What is a Custom OS?

A custom OS (operating system) can generally be defined as a version of a computer operating system that has been built with specific goals in mind. These are usually based on open source software like Android or Linux, though heavily modified versions of closed source operating systems could also be considered “custom” in some cases.

A customized Android OS gives you significantly greater control over system behavior and updates. You have the potential for full control of the device experience, appearance, performance, custom recovery, and you can also achieve improved support for new features, firmware, hardware, and functionality. 

Most Android devices — Android phones and tablets, for example — are sold with a version of the OS that can’t be fully customized. After booting up any device, some customization is possible for certain aspects of the experience. You can download applications and change the settings. But, you can’t change the system behavior of the preinstalled OS. For example, you can’t change the animation that’s displayed when the device is booting up. 

That’s where a custom OS really excels. If you want full control of the software on your devices both functionally and aesthetically, a custom OS is the way to go.

Esper Foundation for Android

Benefits of a Custom Android OS

There are numerous benefits to going for a custom Android OS on your devices — regardless of whether you’re building for a handful of devices or 10,000. 

Superior Support for Hardware and Peripherals

By default, Android supports a wide variety of hardware devices and peripherals, but in many cases, specific features are needed from additional hardware. A custom Android OS offers the ability to bake new hardware support at the ground level — in the kernel. The kernel plays a key role in supporting device hardware at the OS level.

---------------

**Prompt a:**
Echo the records word for word, starting at the line that contains "Every instance of the sparse vegetation gets" and ending at the last line of the records.

---------------

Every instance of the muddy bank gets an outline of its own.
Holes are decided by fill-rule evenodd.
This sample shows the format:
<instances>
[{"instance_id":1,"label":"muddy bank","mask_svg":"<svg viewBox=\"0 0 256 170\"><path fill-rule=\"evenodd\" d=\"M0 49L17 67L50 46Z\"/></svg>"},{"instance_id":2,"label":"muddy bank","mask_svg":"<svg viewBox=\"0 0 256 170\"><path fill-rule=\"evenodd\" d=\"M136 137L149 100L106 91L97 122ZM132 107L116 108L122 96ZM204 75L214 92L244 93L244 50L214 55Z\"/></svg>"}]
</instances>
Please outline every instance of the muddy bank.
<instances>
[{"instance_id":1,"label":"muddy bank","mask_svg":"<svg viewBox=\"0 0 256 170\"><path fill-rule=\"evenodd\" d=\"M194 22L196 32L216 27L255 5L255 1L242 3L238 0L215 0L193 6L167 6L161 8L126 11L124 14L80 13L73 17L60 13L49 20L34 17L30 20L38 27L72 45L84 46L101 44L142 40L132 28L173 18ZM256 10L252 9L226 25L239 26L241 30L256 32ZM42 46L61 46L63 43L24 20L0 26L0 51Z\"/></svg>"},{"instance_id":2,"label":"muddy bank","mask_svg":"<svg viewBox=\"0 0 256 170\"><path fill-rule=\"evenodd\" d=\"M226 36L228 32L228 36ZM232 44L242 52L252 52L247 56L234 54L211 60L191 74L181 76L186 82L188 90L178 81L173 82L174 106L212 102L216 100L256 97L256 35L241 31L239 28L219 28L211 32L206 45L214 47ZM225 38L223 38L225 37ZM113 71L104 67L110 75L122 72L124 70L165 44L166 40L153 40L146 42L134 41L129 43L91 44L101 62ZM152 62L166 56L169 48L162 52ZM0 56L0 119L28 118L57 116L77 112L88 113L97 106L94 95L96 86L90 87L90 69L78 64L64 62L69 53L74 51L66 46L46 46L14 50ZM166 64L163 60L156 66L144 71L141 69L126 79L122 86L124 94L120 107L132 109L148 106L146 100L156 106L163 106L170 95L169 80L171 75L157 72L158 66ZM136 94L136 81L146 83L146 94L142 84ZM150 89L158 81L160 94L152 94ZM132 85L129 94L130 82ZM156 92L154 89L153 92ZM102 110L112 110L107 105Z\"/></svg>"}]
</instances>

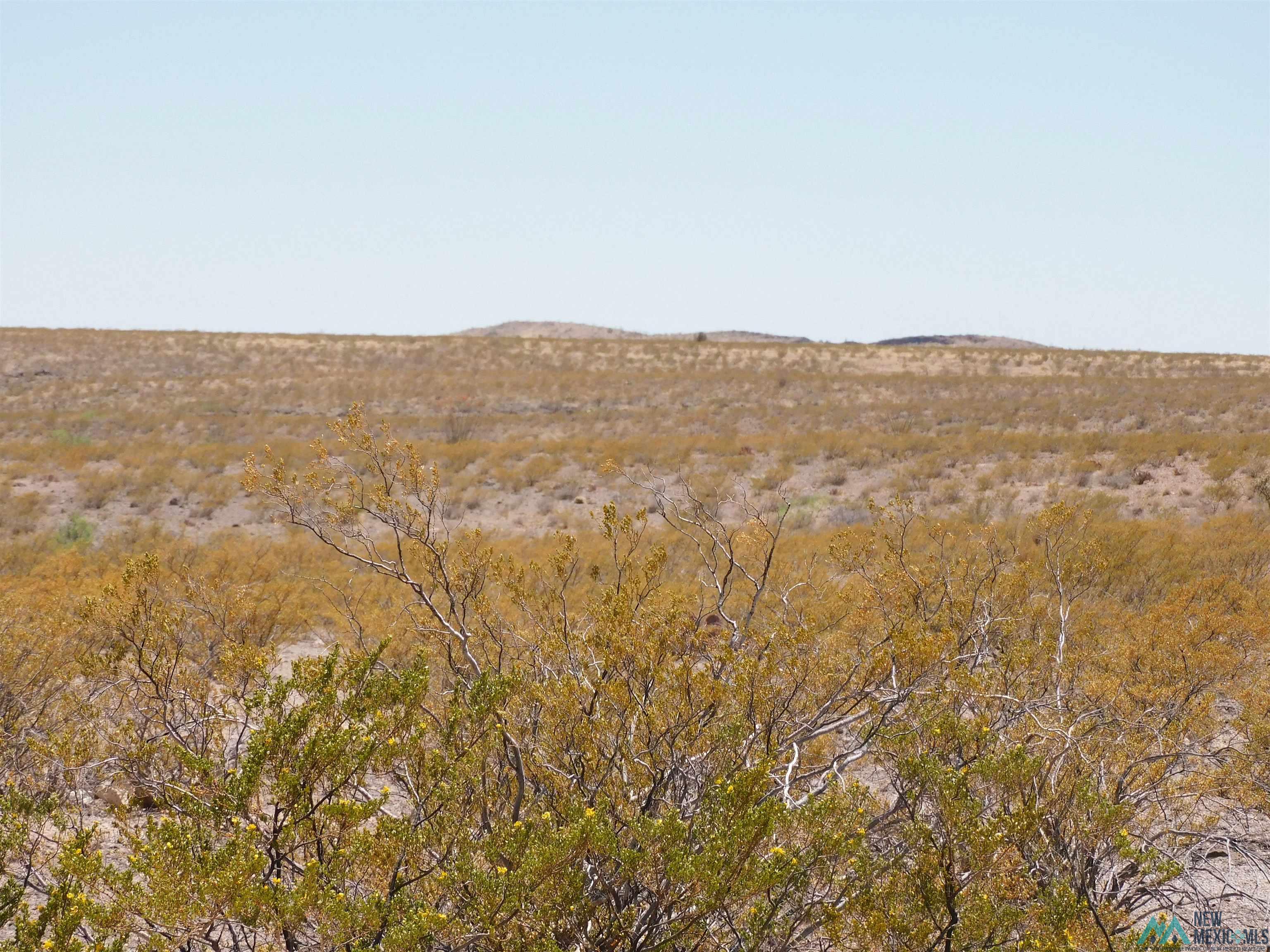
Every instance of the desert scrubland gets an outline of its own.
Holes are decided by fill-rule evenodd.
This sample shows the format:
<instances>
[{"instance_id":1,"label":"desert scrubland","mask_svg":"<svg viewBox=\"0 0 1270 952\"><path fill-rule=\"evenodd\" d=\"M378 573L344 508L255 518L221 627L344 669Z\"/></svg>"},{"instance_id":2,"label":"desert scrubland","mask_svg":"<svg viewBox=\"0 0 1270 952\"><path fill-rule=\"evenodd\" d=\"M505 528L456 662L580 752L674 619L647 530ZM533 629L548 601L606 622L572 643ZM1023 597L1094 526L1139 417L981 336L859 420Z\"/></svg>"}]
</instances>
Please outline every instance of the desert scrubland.
<instances>
[{"instance_id":1,"label":"desert scrubland","mask_svg":"<svg viewBox=\"0 0 1270 952\"><path fill-rule=\"evenodd\" d=\"M0 948L1270 927L1270 358L4 329L0 373Z\"/></svg>"}]
</instances>

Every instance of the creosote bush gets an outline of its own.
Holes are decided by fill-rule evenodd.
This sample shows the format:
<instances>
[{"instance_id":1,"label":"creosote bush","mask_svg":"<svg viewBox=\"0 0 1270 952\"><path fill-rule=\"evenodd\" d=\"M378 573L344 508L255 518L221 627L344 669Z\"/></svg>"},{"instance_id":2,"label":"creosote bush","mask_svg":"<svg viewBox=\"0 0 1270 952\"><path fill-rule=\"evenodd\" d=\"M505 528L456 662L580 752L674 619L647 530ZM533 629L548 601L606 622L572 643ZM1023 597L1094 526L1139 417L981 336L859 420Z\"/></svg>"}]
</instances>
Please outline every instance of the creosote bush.
<instances>
[{"instance_id":1,"label":"creosote bush","mask_svg":"<svg viewBox=\"0 0 1270 952\"><path fill-rule=\"evenodd\" d=\"M897 503L808 551L785 500L618 470L648 509L522 557L331 432L244 484L353 569L340 646L279 668L276 595L155 555L0 608L0 947L1128 949L1265 906L1265 534Z\"/></svg>"}]
</instances>

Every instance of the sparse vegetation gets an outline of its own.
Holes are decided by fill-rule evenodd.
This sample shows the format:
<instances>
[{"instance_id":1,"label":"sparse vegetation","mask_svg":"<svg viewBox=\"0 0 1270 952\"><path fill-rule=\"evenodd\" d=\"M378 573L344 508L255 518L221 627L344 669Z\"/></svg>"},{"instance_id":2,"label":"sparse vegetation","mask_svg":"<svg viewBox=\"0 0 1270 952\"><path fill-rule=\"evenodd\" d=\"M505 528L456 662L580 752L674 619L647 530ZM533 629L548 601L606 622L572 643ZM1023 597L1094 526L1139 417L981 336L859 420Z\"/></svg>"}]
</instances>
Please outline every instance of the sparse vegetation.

---------------

**Prompt b:**
Duplicate the passage from the text on custom operating systems word for word, starting at "What is a Custom" and ending at "hardware, and functionality.".

**Correct answer a:**
Every instance of the sparse vegetation gets an outline of its own.
Holes are decided by fill-rule evenodd.
This sample shows the format:
<instances>
[{"instance_id":1,"label":"sparse vegetation","mask_svg":"<svg viewBox=\"0 0 1270 952\"><path fill-rule=\"evenodd\" d=\"M378 573L344 508L255 518L221 627L344 669Z\"/></svg>"},{"instance_id":2,"label":"sparse vegetation","mask_svg":"<svg viewBox=\"0 0 1270 952\"><path fill-rule=\"evenodd\" d=\"M505 528L456 662L580 752L674 619L647 530ZM533 629L548 601L606 622L572 643ZM1023 597L1094 526L1139 417L981 336L859 420Z\"/></svg>"}]
</instances>
Please outline every instance of the sparse vegetation.

**Correct answer b:**
What is a Custom OS?

A custom OS (operating system) can generally be defined as a version of a computer operating system that has been built with specific goals in mind. These are usually based on open source software like Android or Linux, though heavily modified versions of closed source operating systems could also be considered “custom” in some cases.

A customized Android OS gives you significantly greater control over system behavior and updates. You have the potential for full control of the device experience, appearance, performance, custom recovery, and you can also achieve improved support for new features, firmware, hardware, and functionality.